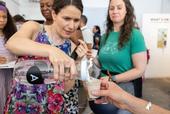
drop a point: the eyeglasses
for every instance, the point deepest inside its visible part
(2, 3)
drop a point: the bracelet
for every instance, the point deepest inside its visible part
(148, 106)
(114, 79)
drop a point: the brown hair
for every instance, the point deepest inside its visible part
(126, 28)
(58, 5)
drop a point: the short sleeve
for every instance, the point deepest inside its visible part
(137, 42)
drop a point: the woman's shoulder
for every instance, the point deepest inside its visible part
(32, 25)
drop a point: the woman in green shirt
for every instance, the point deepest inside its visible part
(122, 53)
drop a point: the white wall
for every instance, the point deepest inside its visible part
(159, 64)
(31, 11)
(13, 6)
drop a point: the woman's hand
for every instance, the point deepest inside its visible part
(111, 93)
(81, 49)
(64, 66)
(3, 60)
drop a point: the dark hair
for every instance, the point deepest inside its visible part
(58, 5)
(18, 18)
(126, 28)
(84, 19)
(98, 29)
(10, 27)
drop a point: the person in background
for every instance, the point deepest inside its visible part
(113, 94)
(7, 29)
(86, 32)
(46, 7)
(96, 37)
(47, 42)
(122, 52)
(19, 20)
(76, 36)
(88, 38)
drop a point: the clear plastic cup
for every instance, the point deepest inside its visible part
(92, 85)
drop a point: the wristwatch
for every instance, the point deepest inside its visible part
(114, 78)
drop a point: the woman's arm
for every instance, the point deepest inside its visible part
(139, 61)
(112, 93)
(22, 43)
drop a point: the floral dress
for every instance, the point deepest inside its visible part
(42, 98)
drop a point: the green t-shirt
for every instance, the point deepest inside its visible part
-.-.-
■ 取り組む内容
上のデータを最初から最後まで、一字一句変えずに書き写してください。画像は回答に含めないでください。

■ 記述回答
drop a point: the eyeglasses
for every instance, the point deepest inside its visible part
(2, 3)
drop a point: the bracelet
for every instance, the point deepest inside its visible part
(148, 106)
(114, 79)
drop a point: the brown hair
for every instance, the point deepest inside its visible part
(126, 28)
(58, 5)
drop a point: the short sleeve
for every instance, the point deepest inside its visible part
(137, 42)
drop a point: the woman's shoulder
for every instance, the point deepest inside its visible part
(32, 25)
drop a point: the woman in green shirt
for every instance, the point deepest inside its visible part
(122, 53)
drop a point: the white wall
for every instance, the point deepest inside its visible part
(159, 64)
(31, 11)
(13, 6)
drop a point: the woman's hand
for every instance, the point deepest inside its visible part
(111, 93)
(81, 49)
(64, 66)
(3, 60)
drop a point: the dark hair
for every instance, the point deepest inside its visible part
(58, 5)
(18, 18)
(126, 28)
(84, 19)
(98, 29)
(10, 27)
drop a point: the person in background
for every instance, the point deepest inside its visible part
(113, 94)
(7, 29)
(86, 32)
(46, 7)
(96, 37)
(47, 42)
(122, 52)
(19, 20)
(76, 36)
(88, 38)
drop a point: the clear plastic cup
for every instance, the point deepest inside its visible part
(92, 85)
drop a point: the wristwatch
for every instance, the point deepest inside its visible part
(114, 78)
drop a point: the woman's arm
for every instance, the point deepest inside its visible part
(139, 61)
(112, 93)
(22, 43)
drop a point: the floral dress
for every instance, the point deepest inside its visible part
(42, 98)
drop a point: the green t-shirt
for every instance, the point deepest inside its visible part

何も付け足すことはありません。